EXERCISE » Beginning at the line that contains "Target: grass tuft", write out every line down to the end of the records, with both ends kept and nothing added.

RECORDS FOR THIS TASK »
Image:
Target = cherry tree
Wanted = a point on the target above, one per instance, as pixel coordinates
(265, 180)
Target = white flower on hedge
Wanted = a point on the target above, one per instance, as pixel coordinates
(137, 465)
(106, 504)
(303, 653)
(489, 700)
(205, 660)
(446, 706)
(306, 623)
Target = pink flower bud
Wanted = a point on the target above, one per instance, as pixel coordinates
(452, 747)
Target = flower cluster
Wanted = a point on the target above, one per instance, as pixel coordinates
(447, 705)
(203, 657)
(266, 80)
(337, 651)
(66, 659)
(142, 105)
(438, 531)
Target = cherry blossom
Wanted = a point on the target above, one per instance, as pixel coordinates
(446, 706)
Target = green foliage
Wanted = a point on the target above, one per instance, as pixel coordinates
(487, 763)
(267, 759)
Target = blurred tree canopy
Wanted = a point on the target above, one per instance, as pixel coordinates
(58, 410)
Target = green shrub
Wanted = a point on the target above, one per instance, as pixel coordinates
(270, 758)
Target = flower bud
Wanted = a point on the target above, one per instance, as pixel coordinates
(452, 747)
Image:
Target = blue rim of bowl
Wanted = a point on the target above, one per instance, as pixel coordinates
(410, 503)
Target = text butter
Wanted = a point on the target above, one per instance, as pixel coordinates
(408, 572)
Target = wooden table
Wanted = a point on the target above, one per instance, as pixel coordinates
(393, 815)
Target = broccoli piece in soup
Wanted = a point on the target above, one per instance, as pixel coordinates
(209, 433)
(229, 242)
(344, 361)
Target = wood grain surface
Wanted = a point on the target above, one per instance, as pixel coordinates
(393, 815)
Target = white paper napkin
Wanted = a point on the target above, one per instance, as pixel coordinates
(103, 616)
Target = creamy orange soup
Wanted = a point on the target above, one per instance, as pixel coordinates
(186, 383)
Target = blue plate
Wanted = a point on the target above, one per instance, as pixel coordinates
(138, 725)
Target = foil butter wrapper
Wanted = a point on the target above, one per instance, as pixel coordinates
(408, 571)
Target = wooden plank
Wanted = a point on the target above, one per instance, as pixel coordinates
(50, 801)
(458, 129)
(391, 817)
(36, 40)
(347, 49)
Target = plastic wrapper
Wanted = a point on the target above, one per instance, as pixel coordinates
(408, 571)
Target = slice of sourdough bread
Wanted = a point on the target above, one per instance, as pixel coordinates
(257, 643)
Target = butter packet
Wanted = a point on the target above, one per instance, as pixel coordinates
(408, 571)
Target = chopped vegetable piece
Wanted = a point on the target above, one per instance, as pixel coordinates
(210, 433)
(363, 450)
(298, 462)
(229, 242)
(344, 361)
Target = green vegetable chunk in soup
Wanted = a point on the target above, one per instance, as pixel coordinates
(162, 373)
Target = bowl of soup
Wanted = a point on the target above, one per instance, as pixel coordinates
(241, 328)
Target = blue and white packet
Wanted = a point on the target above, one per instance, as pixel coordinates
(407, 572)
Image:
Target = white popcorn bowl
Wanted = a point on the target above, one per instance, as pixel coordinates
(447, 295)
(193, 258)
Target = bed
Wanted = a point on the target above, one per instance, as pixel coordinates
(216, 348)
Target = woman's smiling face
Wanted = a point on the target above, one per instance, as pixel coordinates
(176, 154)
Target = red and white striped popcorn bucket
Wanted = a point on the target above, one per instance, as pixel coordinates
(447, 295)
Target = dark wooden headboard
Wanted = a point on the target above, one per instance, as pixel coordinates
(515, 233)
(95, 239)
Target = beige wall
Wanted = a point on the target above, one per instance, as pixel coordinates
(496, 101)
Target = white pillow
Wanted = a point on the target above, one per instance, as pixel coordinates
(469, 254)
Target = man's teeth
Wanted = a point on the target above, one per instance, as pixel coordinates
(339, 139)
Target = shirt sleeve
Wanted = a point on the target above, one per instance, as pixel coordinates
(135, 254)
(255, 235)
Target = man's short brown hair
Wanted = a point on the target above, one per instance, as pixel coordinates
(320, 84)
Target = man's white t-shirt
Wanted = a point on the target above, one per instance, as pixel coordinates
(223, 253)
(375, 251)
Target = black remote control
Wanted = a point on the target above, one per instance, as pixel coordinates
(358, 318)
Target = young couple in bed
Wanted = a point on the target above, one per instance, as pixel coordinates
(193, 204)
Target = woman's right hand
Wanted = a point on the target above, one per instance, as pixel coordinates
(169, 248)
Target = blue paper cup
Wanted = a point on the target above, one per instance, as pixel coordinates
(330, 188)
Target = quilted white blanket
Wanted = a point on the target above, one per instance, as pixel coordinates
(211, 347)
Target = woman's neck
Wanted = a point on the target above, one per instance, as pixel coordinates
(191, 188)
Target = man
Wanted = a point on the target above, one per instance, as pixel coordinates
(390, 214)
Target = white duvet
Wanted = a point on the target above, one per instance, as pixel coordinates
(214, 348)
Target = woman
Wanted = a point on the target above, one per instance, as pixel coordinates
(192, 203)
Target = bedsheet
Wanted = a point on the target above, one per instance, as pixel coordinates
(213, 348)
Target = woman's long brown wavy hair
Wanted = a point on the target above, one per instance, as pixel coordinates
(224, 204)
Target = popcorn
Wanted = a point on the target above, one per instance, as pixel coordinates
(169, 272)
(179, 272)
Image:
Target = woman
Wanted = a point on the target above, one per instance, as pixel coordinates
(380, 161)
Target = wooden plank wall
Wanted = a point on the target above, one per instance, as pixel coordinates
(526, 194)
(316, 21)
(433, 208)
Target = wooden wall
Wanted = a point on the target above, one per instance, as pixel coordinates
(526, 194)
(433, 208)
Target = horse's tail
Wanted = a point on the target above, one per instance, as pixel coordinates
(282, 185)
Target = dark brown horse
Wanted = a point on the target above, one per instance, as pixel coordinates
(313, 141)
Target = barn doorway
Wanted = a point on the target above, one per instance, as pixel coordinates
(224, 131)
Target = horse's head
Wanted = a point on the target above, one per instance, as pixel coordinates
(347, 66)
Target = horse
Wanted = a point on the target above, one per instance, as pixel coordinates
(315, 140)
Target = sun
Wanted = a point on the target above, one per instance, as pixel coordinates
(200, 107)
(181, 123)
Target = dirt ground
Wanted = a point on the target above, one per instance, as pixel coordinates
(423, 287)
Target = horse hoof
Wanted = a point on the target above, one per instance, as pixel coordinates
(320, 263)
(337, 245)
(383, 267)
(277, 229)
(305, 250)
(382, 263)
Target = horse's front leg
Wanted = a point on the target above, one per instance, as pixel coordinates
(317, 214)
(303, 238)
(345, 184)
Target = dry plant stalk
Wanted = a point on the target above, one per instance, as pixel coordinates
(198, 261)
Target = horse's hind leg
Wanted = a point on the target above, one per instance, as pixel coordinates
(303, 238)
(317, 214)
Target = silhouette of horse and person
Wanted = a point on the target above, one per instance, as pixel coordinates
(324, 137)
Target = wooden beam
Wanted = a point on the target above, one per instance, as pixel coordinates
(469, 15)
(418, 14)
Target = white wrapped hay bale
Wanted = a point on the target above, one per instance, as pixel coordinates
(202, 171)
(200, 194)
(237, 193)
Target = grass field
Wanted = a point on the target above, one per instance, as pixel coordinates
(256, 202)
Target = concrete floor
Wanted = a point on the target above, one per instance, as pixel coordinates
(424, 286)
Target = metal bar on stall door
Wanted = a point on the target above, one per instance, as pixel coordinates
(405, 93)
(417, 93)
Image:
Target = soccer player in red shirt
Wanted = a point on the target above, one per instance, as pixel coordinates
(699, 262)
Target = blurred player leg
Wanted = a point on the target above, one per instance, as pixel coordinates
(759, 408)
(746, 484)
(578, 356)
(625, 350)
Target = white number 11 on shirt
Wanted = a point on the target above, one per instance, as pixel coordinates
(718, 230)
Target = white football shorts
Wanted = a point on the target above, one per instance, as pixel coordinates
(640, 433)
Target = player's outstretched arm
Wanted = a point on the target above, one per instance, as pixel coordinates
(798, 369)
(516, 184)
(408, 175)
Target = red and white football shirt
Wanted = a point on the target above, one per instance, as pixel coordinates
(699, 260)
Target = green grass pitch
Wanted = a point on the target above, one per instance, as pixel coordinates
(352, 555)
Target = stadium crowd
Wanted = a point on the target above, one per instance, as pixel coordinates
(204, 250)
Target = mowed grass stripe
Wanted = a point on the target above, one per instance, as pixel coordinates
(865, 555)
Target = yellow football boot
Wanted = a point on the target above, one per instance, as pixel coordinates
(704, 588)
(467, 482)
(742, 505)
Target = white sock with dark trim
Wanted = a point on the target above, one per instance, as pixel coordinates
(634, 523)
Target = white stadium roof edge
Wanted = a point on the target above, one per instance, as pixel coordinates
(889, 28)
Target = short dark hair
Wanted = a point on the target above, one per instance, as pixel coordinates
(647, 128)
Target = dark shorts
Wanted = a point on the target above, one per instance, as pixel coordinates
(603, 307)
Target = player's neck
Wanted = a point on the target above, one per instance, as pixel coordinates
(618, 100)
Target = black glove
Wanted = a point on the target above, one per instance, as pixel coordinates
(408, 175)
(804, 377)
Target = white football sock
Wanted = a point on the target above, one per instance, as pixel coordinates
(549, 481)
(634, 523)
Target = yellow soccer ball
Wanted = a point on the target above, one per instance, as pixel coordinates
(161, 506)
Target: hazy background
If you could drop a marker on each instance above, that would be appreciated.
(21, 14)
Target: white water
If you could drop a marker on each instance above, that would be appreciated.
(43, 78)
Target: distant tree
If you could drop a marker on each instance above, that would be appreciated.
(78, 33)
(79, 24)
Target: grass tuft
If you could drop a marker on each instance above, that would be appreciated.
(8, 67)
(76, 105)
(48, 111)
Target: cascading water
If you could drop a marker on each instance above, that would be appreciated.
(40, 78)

RESULT »
Target: grass tuft
If you could drop a marker on each instance above, that would be appreciated.
(8, 67)
(76, 105)
(48, 111)
Target: cascading water
If you could drop a marker on each instance above, that would be appreciated.
(40, 78)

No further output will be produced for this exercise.